THE TASK =>
In the entries below, the lines from the one with "You'll find bell" through the one with "You'll find shadowed" are to be copied exactly; both ends count.

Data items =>
|---|

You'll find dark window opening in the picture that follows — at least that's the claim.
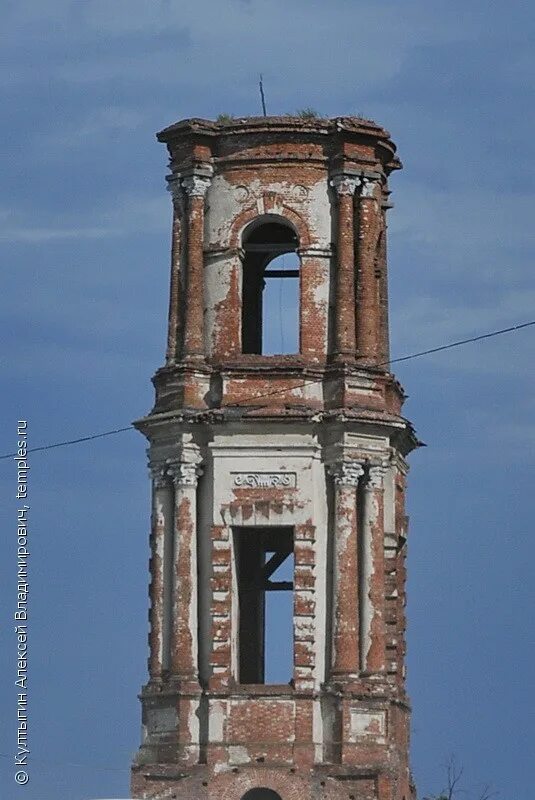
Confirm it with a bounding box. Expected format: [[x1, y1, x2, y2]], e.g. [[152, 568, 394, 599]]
[[262, 252, 300, 355], [241, 219, 300, 355], [241, 790, 283, 800], [235, 526, 294, 684]]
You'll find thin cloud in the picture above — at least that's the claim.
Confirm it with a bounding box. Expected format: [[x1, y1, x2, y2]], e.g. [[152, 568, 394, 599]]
[[391, 290, 535, 374], [38, 107, 146, 152], [3, 0, 482, 96], [0, 226, 121, 242], [390, 182, 535, 282], [0, 193, 169, 244]]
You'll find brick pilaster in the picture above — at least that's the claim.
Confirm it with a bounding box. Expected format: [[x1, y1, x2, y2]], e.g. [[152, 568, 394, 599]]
[[329, 461, 364, 680], [182, 169, 212, 360], [331, 175, 359, 361], [168, 458, 203, 683], [165, 177, 185, 364], [357, 177, 383, 363], [148, 464, 173, 679], [362, 464, 387, 674]]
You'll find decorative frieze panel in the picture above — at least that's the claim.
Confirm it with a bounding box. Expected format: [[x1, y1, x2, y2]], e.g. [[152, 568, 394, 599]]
[[146, 704, 178, 735], [349, 709, 386, 742], [232, 472, 297, 488]]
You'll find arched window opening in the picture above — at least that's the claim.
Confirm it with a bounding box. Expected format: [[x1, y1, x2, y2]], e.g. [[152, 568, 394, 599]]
[[242, 219, 300, 355], [242, 789, 283, 800]]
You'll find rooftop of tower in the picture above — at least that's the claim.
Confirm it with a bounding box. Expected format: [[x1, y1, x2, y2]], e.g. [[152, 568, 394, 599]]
[[157, 114, 401, 172], [157, 114, 393, 141]]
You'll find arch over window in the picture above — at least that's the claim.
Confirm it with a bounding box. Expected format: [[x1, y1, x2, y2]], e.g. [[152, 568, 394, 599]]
[[241, 789, 283, 800], [241, 216, 300, 355]]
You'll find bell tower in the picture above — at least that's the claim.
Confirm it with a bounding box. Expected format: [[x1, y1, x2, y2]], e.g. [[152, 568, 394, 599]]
[[131, 116, 419, 800]]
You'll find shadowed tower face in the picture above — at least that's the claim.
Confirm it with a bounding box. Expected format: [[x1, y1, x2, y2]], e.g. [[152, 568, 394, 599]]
[[131, 115, 419, 800]]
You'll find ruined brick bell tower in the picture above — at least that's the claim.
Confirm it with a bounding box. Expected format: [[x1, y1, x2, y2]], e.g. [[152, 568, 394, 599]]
[[132, 116, 419, 800]]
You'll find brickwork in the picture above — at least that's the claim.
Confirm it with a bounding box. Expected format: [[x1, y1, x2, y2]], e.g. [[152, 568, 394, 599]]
[[132, 116, 419, 800]]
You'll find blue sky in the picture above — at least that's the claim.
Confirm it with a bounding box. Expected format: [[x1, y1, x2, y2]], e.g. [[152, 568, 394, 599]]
[[1, 1, 534, 798]]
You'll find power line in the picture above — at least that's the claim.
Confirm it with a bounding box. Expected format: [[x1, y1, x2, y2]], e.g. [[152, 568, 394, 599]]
[[1, 318, 533, 461], [225, 318, 535, 406], [0, 426, 133, 460], [382, 319, 535, 367]]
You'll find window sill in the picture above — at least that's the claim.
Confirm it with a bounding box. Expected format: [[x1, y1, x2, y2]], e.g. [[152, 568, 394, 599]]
[[232, 683, 295, 695]]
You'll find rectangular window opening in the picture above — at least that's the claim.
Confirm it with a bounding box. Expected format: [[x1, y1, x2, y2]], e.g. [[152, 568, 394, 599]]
[[234, 526, 294, 685]]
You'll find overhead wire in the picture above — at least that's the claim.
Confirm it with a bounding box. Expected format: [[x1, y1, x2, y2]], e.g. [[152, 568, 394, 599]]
[[0, 318, 534, 462], [0, 325, 533, 776]]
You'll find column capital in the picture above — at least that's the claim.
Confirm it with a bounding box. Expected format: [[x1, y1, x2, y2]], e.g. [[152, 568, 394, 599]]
[[360, 175, 381, 199], [167, 460, 203, 487], [330, 173, 361, 196], [181, 167, 213, 198], [149, 463, 170, 488], [166, 175, 186, 215], [366, 463, 388, 489], [329, 460, 365, 487]]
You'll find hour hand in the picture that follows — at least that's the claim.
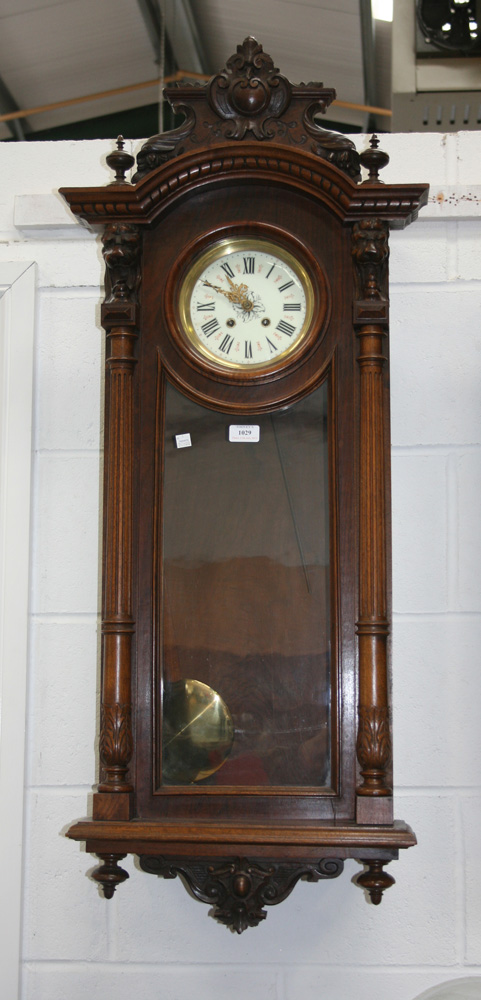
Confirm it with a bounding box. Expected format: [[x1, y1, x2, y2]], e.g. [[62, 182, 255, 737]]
[[225, 274, 251, 305]]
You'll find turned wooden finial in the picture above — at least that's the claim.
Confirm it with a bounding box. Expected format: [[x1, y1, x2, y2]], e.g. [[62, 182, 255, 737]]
[[360, 134, 390, 184], [106, 135, 135, 185]]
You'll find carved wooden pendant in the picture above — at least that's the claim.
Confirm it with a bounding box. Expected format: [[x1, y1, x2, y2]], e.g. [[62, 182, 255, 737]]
[[60, 37, 429, 930], [139, 856, 344, 933]]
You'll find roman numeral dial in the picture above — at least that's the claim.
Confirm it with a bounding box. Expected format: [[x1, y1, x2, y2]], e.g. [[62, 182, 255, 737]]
[[178, 236, 315, 371]]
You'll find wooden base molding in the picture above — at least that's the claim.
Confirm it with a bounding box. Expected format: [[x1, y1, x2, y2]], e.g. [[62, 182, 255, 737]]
[[67, 818, 417, 852], [68, 817, 415, 922]]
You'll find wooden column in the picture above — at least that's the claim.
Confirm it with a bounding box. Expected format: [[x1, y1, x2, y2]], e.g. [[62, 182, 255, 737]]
[[352, 218, 393, 825], [93, 221, 140, 822]]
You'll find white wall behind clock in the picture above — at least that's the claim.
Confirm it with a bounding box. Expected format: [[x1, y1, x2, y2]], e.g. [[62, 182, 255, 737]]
[[0, 261, 35, 1000], [2, 133, 481, 1000]]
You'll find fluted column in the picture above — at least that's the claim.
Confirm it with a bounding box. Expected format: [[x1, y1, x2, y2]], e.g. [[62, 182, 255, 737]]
[[352, 218, 393, 824], [93, 222, 140, 821]]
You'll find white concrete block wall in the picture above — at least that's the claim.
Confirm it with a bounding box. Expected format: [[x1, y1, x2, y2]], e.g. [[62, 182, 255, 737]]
[[1, 133, 479, 1000]]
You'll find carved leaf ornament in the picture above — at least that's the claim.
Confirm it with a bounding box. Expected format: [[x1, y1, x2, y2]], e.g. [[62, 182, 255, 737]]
[[207, 36, 291, 138]]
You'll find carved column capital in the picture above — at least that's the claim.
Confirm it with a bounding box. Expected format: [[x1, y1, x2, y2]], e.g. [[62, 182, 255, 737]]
[[101, 222, 141, 321], [352, 218, 389, 306]]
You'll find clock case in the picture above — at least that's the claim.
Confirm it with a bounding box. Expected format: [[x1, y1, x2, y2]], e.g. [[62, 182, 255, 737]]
[[61, 37, 429, 932]]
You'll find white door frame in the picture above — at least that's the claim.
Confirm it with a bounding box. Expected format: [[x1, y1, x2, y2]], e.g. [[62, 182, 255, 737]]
[[0, 262, 36, 1000]]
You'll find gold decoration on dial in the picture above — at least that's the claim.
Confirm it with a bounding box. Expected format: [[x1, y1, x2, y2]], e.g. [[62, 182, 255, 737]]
[[177, 237, 315, 371]]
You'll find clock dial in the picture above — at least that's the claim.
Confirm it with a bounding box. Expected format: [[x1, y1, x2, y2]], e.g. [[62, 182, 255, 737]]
[[178, 238, 315, 370]]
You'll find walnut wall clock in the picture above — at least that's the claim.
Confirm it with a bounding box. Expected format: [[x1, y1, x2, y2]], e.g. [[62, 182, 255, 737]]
[[60, 37, 429, 933]]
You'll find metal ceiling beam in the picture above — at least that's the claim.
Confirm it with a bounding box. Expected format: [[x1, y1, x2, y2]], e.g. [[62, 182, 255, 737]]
[[137, 0, 208, 75], [136, 0, 162, 62], [166, 0, 209, 74], [0, 74, 27, 140], [359, 0, 378, 132]]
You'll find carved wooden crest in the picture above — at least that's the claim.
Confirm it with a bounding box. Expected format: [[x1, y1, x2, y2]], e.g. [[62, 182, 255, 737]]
[[134, 36, 361, 181]]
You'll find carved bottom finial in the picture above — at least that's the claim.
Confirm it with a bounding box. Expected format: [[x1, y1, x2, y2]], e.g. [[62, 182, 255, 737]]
[[356, 859, 395, 904], [92, 853, 129, 898]]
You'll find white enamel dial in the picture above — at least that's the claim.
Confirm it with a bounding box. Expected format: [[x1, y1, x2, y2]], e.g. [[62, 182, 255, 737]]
[[178, 238, 314, 370]]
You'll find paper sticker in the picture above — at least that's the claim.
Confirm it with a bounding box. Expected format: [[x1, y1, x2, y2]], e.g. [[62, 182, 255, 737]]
[[228, 425, 260, 443], [174, 433, 192, 449]]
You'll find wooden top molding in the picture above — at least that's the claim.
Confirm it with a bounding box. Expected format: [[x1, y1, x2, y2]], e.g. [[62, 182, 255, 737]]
[[60, 38, 428, 230], [60, 142, 429, 231]]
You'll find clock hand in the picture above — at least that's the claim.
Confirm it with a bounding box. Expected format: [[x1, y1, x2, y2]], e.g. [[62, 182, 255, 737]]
[[202, 279, 254, 312], [202, 279, 227, 296], [225, 274, 254, 312]]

|---|

COMPLETED EXERCISE =>
You'll find bell tower in the picture above — at least that's the claim.
Confirm it with a bounding box. Expected format: [[x1, y1, x2, y2]], e.g. [[152, 568, 394, 599]]
[[131, 116, 419, 800]]
You'll find shadowed tower face in the picture above — at least that's the claim.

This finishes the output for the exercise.